Texto
##############################

15 de octubre de 2016


El Espíritu les enseñará lo que deban decir

Lectura de la carta del apóstol san Pablo
a los cristianos de Efeso 1, 15-23

Hermanos:
Habiéndome enterado de la fe que ustedes tienen en el Señor Jesús y del amor que demuestran por todos los hermanos, doy gracias sin cesar por ustedes, recordándolos siempre en mis oraciones.
Que el Dios de nuestro Señor Jesucristo, el Padre de la gloria, les conceda un espíritu de sabiduría y de revelación que les permita conocerlo verdaderamente. Que él ilumine sus corazones, para que ustedes puedan valorar la esperanza a la que han sido llamados, los tesoros de gloria que encierra su herencia entre los santos, y la extraordinaria grandeza del poder con que él obra en nosotros, los creyentes, por la eficacia de su fuerza.
Este es el mismo poder que Dios manifestó en Cristo, cuando lo resucitó de entre los muertos y lo hizo sentar a su derecha en el cielo, elevándolo por encima de todo Principado, Potestad, Poder y Dominación, y de cualquier otra dignidad que pueda mencionarse tanto en este mundo como en el futuro.
El puso todas las cosas bajo sus pies y lo constituyó, por encima de todo, Cabeza de la Iglesia, que es su Cuerpo y la Plenitud de aquel que llena completamente todas las cosas. 
Palabra de Dios.

SALMO Sal 8, 2-3a. 4-5. 6-7 (R.: 7) 
R. Diste dominio a tu Hijo sobre la obra de tus manos.

¡Señor, nuestro Dios,
qué admirable es tu Nombre en toda la tierra!
Quiero adorar tu majestad sobre el cielo:
con la alabanza de los niños y de los más pequeños. R.

Al ver el cielo, obra de tus manos,
la luna y la estrellas que has creado:
¿qué es el hombre para que pienses en él,
el ser humano para que lo cuides? R.

Lo hiciste poco inferior a los ángeles,
lo coronaste de gloria y esplendor;
le diste dominio sobre la obra de tus manos,
todo lo pusiste bajo sus pies. R.

EVANGELIO
Lectura del santo Evangelio según san Lucas    12, 8-12

Jesús dijo a sus discípulos:
«Les aseguro que aquel que me reconozca abiertamente delante de los hombres, el Hijo del hombre lo reconocerá ante los ángeles de Dios. Pero el que no me reconozca delante de los hombres, no será reconocido ante los ángeles de Dios.
Al que diga una palabra contra el Hijo del hombre, se le perdonará; pero al que blasfeme contra el Espíritu Santo, no se le perdonará.
Cuando los lleven ante las sinagogas, ante los magistrados y las autoridades, no se preocupen de cómo se van a defender o qué van a decir, porque el Espíritu Santo les enseñará en ese momento lo que deban decir.» 
Palabra del Señor.

Para reflexionar 

La comunidad de Éfeso es famosa por su fe y su amor a todos, lo que a Pablo llena de satisfacción. Pablo adecuándose a las leyes tradicionales de la acción de gracias judía, en su oración, pide que Dios les conceda sabiduría para conocerlo mejor.

##############################

Datos proporcionados

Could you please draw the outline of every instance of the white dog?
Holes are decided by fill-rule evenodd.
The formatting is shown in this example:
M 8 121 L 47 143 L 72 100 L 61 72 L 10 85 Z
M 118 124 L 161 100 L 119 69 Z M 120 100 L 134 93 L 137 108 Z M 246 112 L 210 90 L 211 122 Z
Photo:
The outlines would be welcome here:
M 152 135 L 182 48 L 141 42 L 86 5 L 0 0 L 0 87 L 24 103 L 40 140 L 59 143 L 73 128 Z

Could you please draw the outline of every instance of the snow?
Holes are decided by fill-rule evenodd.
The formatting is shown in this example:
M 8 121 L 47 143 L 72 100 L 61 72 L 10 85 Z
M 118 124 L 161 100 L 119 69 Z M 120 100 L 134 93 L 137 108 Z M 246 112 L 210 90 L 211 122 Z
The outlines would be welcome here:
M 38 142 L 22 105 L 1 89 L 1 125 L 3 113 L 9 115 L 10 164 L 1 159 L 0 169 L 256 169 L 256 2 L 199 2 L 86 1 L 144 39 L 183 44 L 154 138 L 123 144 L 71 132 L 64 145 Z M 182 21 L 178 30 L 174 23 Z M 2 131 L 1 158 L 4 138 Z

##############################

Trabajo requerido
[a] Responde estas preguntas sobre las lecturas del 15 de octubre de 2016:
(i) ¿A quiénes va dirigida la carta del apóstol san Pablo?
(ii) Según el salmo, ¿con qué se quiere adorar la majestad del Señor?
(iii) En el evangelio, ¿a quién dice Jesús que no se le perdonará?
[b] Prosigue la reflexión sobre las lecturas del 15 de octubre de 2016 a partir de su última oración.

Respuestas
[a]
(i) A los cristianos de Éfeso.
(ii) Con la alabanza de los niños y de los más pequeños.
(iii) Al que blasfeme contra el Espíritu Santo.

[b]
Este don sobrenatural ya conocido por los sabios del Antiguo Testamento es ampliado porque ya no es solamente la práctica de la ley ni una explicación del mundo. Pablo sabe muy bien que hay una manera de conocimiento de Cristo que no depende del hombre, sino del don de Dios, del regalo de un espíritu de sabiduría y de revelación que, iluminando los ojos del corazón, hace comprender la esperanza a la que somos llamados, las riquezas sin medida de su herencia para con nosotros, los creyentes.
Esta sabiduría es esperanza, porque es la confianza en que el Dios de Jesucristo está obrando en la historia.
Este poder de Dios no está reservado sólo para el futuro, sino que desde ahora ha puesto a Cristo como cabeza de todos los seres en el misterio mismo de la Iglesia.
La Iglesia está indisolublemente unida a Cristo, como un cuerpo a su cabeza. La Iglesia es esa unidad primordial de la que surgen las gracias y de los dones de Cristo que El reserva para toda la humanidad.
***
Jesús continúa la instrucción tanto a sus discípulos de modo particular, como a la gente en general en su subida a Jerusalén. Esta vez lo hará mostrando la radicalidad que implica el seguimiento. Optar por Jesús no se puede reducir al ámbito íntimo del corazón, necesariamente tiene que manifestarse, verse también exteriormente.
Esta toma de posición, tiene repercusiones no sólo en esta vida sino en la vida eterna. El discípulo que lo reconozca será reconocido por él delante de la presencia misma del Padre.
La libertad de Jesús frente a las prácticas legales, el cuestionamiento de ciertas prácticas sin contenido, la invitación a cuidarse de la levadura de los fariseos, buscan que sus discípulos puedan experimentar y vivir la novedad del Reino con un corazón nuevo. El seguidor, con la experiencia de una conciencia liberada, vivirá y trasmitirá una experiencia religiosa que libera y humaniza.
Creer y seguir a Jesús no es sólo un acto de aceptación verbal; sino, ante todo, un acto de identificación y adhesión a su propuesta: creer en lo que Él creyó y amar a quienes Él amó.
El rechazo del Hijo del Hombre delante de Dios, de aquel que lo rechace a Él, va directamente contra los dirigentes religiosos, que muchas veces impedían a los hombres el acceso a la verdadera fe.
La certeza de la presencia del Espíritu Santo, nos da la seguridad necesaria para enfrentar los desafíos y dificultades que encontramos en su concreción. La blasfemia contra el Espíritu Santo se presenta aquí en los que, viendo la luz, la niegan, y no quieren ser perdonados ni salvados. Son ellos mismos los que se excluyen del perdón y la salvación: El Padre que no nos olvida, Jesús que “se pondrá de nuestra parte” el día del juicio, y el Espíritu que nos inspirará cuando nos presentemos ante los magistrados y autoridades para dar razón de nuestra fe.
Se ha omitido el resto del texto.